• [TASK DATA]
------------------------------------------------

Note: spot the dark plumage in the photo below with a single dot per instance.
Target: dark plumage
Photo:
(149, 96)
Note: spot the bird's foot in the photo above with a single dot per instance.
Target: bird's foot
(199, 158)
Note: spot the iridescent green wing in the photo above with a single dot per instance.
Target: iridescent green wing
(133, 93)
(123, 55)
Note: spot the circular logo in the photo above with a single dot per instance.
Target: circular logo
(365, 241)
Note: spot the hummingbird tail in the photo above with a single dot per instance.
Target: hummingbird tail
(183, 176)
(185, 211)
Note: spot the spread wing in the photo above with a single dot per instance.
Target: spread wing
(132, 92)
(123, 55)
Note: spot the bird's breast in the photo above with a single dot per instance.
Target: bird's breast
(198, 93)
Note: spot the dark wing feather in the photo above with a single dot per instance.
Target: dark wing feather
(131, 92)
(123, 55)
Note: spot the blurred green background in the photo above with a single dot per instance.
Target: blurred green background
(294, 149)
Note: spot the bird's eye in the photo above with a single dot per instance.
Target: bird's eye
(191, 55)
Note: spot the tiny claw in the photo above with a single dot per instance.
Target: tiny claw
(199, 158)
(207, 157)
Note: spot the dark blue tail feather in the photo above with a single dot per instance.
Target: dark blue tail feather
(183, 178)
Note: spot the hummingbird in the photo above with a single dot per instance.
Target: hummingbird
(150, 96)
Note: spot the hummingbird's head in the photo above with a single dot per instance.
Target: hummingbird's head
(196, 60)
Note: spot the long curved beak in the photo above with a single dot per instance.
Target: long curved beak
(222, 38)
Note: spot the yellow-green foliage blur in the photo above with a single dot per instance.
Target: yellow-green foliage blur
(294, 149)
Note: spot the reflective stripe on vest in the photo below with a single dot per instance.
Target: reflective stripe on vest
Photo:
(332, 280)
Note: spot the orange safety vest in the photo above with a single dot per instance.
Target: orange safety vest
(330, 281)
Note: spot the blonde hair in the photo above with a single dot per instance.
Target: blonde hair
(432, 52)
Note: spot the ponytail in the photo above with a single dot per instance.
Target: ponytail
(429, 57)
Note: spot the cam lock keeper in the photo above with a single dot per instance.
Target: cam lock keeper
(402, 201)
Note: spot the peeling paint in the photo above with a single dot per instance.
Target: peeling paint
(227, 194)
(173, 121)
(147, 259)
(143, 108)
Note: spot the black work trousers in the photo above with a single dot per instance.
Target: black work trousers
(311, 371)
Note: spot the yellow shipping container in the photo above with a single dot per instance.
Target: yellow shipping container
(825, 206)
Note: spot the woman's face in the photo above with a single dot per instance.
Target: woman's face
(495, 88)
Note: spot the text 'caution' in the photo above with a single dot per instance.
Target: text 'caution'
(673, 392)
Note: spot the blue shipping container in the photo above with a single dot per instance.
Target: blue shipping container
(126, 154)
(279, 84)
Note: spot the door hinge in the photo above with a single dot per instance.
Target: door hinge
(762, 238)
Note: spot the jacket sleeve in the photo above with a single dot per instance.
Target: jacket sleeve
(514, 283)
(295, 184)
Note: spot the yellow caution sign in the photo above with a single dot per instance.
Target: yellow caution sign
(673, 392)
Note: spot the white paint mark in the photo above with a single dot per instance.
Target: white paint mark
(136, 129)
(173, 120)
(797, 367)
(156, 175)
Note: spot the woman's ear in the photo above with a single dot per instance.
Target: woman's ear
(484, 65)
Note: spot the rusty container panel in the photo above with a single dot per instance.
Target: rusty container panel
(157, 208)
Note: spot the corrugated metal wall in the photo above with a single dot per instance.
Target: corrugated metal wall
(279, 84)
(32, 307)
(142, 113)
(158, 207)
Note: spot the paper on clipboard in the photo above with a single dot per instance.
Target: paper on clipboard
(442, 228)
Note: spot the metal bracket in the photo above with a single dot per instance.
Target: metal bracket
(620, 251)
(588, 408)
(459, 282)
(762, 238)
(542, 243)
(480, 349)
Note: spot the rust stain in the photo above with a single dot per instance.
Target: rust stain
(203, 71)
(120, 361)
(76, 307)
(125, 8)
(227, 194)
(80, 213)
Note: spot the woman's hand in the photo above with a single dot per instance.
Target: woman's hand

------------------------------------------------

• [DESCRIPTION OF THE TASK]
In the listing above, find the line containing "Target: blurred green background" and the line containing "Note: spot the long", then repeat those two lines and everything between them exactly.

• [SOLUTION BELOW]
Target: blurred green background
(294, 149)
Note: spot the bird's eye in the photo above with a single dot per instance.
Target: bird's eye
(191, 55)
Note: spot the tiny claw in the photo above with a single dot per instance.
Target: tiny claw
(199, 158)
(207, 157)
Note: spot the dark blue tail feather in the photo above with a single dot per instance.
Target: dark blue tail feather
(183, 178)
Note: spot the hummingbird in the photo above with a single dot per instance.
Target: hummingbird
(150, 96)
Note: spot the hummingbird's head in the photo above with a single dot per instance.
Target: hummingbird's head
(196, 60)
Note: spot the long curved beak in the photo above with a single dot per instance.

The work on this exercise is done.